══ SELECTED PASSAGE ══
With the expansion of São Paulo, the supply of inhabitants became a vital issue. Until then, the city had the Vila Mariana Slaughterhouse to supply the city with fresh meat. This structure became outdated in the beginning of the 1910s and obligated the government to authorize interested businessmen to build new slaughterhouses. One of these was planned by Colonel Delfino Cerqueira. Authorized by Municipal Resolution no. 50 of 20 August 1914, Colonel Cerqueira implanted in 1920 a slaughterhouse, located by Kilometer 21 of the main line of Estrada de Ferro Sorocabana. With the construction of the slaughterhouse, Sorocabana built a train yard to receive cargo wagons that transported oxen to the slaughter. Besides Cerqueira's interests in having a station beside the Kilometer 21 Slaughterhouse, his application was archived by the municipality in 1924. The slaughterhouse was instituted in 1938 and operated until the mid-1960s, when it was deactivated.
═══
══ DATA SUPPLIED ══
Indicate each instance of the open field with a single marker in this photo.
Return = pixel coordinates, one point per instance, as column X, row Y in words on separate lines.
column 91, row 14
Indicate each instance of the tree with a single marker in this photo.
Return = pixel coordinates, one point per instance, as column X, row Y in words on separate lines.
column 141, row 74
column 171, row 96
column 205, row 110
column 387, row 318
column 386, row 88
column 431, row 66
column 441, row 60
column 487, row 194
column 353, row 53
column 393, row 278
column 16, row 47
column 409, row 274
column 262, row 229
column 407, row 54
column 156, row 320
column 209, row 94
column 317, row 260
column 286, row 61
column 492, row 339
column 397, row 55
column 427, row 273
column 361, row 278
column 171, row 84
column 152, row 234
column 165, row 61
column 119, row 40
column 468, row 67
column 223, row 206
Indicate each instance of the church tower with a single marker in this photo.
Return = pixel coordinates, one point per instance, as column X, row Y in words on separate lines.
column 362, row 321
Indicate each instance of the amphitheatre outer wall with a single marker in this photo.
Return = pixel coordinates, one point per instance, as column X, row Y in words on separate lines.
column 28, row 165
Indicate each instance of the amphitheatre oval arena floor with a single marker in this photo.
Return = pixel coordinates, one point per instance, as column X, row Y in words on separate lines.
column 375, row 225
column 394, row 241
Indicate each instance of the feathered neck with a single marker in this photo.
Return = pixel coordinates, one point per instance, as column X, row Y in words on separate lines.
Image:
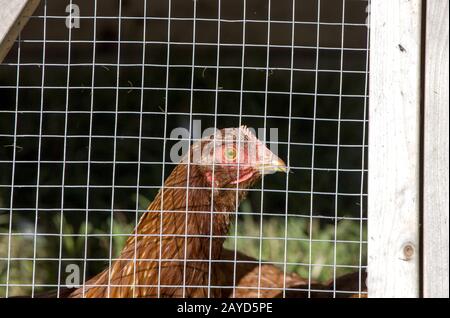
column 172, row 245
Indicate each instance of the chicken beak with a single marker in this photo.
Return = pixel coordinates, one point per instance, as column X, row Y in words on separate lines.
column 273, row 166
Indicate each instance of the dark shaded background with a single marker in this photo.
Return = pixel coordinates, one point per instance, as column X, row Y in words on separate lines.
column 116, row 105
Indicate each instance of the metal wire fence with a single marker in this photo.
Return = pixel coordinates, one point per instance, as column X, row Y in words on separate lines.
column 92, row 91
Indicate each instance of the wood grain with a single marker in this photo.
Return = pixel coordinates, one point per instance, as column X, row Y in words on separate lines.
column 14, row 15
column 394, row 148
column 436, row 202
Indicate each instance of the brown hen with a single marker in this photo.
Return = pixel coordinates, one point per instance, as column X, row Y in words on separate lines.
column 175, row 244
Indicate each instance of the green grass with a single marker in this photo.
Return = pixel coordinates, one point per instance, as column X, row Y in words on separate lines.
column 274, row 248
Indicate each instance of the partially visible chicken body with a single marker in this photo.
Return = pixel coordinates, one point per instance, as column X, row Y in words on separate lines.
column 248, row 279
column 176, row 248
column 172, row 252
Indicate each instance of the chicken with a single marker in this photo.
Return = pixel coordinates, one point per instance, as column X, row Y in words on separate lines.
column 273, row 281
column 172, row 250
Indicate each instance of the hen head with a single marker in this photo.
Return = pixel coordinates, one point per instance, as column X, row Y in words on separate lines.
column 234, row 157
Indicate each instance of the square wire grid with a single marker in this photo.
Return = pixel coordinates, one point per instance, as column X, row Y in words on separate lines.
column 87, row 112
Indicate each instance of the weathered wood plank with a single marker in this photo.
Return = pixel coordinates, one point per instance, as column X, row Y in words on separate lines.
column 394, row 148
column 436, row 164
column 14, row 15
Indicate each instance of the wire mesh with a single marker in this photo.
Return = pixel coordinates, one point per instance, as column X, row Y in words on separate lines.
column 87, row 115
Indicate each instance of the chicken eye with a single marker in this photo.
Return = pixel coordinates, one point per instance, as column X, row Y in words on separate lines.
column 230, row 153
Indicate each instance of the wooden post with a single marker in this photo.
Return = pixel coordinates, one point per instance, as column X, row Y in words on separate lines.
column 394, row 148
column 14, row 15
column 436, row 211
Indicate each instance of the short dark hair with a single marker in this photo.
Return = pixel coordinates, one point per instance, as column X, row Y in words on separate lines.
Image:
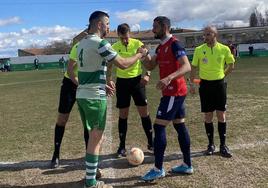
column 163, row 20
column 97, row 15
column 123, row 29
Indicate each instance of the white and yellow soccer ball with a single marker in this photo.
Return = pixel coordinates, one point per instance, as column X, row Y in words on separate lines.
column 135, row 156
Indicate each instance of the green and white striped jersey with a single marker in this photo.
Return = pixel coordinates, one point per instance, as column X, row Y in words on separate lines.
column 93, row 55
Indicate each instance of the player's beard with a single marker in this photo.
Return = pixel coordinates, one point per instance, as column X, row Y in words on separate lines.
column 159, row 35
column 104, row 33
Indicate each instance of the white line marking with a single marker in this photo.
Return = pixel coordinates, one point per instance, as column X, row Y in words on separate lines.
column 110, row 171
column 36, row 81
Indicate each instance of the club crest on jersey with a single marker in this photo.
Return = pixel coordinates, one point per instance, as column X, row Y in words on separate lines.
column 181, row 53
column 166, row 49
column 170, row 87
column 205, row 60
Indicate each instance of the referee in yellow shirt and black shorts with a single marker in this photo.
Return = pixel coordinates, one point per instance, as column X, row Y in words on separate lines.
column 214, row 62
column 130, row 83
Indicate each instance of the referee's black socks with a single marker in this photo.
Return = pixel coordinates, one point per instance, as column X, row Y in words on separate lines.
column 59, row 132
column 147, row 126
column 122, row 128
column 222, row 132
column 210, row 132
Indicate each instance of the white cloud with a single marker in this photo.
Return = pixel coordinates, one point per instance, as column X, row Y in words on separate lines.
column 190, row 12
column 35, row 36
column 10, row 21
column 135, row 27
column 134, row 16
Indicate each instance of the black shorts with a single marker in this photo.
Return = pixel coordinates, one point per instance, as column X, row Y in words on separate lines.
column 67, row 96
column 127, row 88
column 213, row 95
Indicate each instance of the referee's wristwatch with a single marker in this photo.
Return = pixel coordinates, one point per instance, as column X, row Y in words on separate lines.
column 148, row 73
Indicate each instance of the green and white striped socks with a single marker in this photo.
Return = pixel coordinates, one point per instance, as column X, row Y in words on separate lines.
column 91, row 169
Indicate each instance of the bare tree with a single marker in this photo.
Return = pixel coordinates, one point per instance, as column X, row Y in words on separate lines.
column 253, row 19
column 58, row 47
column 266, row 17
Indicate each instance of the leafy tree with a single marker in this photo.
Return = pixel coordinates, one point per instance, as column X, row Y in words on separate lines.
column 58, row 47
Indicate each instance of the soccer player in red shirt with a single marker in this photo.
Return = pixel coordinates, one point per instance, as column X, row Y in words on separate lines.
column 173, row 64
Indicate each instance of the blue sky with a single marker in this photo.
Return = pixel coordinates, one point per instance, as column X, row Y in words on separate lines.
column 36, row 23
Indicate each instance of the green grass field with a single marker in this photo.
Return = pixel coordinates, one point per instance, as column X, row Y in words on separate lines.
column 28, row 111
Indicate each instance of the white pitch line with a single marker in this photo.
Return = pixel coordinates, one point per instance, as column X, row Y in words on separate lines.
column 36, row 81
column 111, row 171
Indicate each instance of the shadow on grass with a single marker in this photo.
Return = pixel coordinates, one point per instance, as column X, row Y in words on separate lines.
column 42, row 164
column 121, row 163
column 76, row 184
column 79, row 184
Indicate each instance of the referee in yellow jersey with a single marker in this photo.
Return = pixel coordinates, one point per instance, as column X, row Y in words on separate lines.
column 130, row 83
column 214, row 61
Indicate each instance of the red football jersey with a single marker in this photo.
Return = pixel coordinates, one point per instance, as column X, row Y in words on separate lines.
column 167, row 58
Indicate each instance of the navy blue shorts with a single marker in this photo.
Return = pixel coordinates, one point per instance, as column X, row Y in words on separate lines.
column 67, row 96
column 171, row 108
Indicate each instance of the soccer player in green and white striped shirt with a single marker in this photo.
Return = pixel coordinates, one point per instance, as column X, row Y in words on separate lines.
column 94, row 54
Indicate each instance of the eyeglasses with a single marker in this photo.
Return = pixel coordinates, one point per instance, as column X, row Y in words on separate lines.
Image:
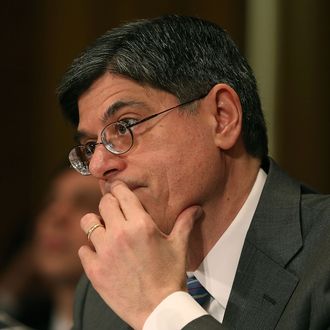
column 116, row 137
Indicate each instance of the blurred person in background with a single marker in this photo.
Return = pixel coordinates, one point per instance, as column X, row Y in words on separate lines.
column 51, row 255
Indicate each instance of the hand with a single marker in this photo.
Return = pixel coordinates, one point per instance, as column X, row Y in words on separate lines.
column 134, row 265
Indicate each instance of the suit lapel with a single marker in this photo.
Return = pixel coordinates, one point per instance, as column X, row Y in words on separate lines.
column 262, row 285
═══
◆ **QUESTIONS TO ANSWER**:
A. Which specific years, not decades, does the text on São Paulo's slaughterhouses mention?
B. Extend the text on São Paulo's slaughterhouses, picking up after its final sentence.

◆ **TASK ANSWERS**:
A. 1914, 1920, 1924, 1938

B.
In 1951, Quilômetro 21 stop was built, in front of the old slaughterhouse, which became the popular name of the small station. With the deactivation and abandonment of the slaughterhouse in the 1960s, its facilities were invaded and transformed into slums that evolved into a huge favela beside the station. In the mid-1960s, Sorocabana renamed the station to Matadouro, creating protests of the residents of the housings built by Cohab-SP nearby the station in 1972.

In 1996, the station (and West and South Lines) were transferred from FEPASA to CPTM. While the south access of the station, built over the tracks, became as the main access, the north access was built and underused, due to giving access to an empty area of 100000 m2 and was closed to avoid income evasion.

In 2002, Rodoanel Mario Covas was built over the station and the favela was entirely removed. Later, in 2007, the Prefecture of Osasco hired the architecture office Vigliecca e Associados to project a housing in the area of 97757 m2 next to the north access of the station. With a capacity for 1592 housing units, the works for Miguel Costa housing, named after the nearby station, delayed to begin. Besides that, the capacity was reduced to 960 housing units. The first ones were scheduled to be delivered in 2018, despite the lack of road access (due to the area be surrounded by areas belonging to the Army) delayed the deliver to mid-2019.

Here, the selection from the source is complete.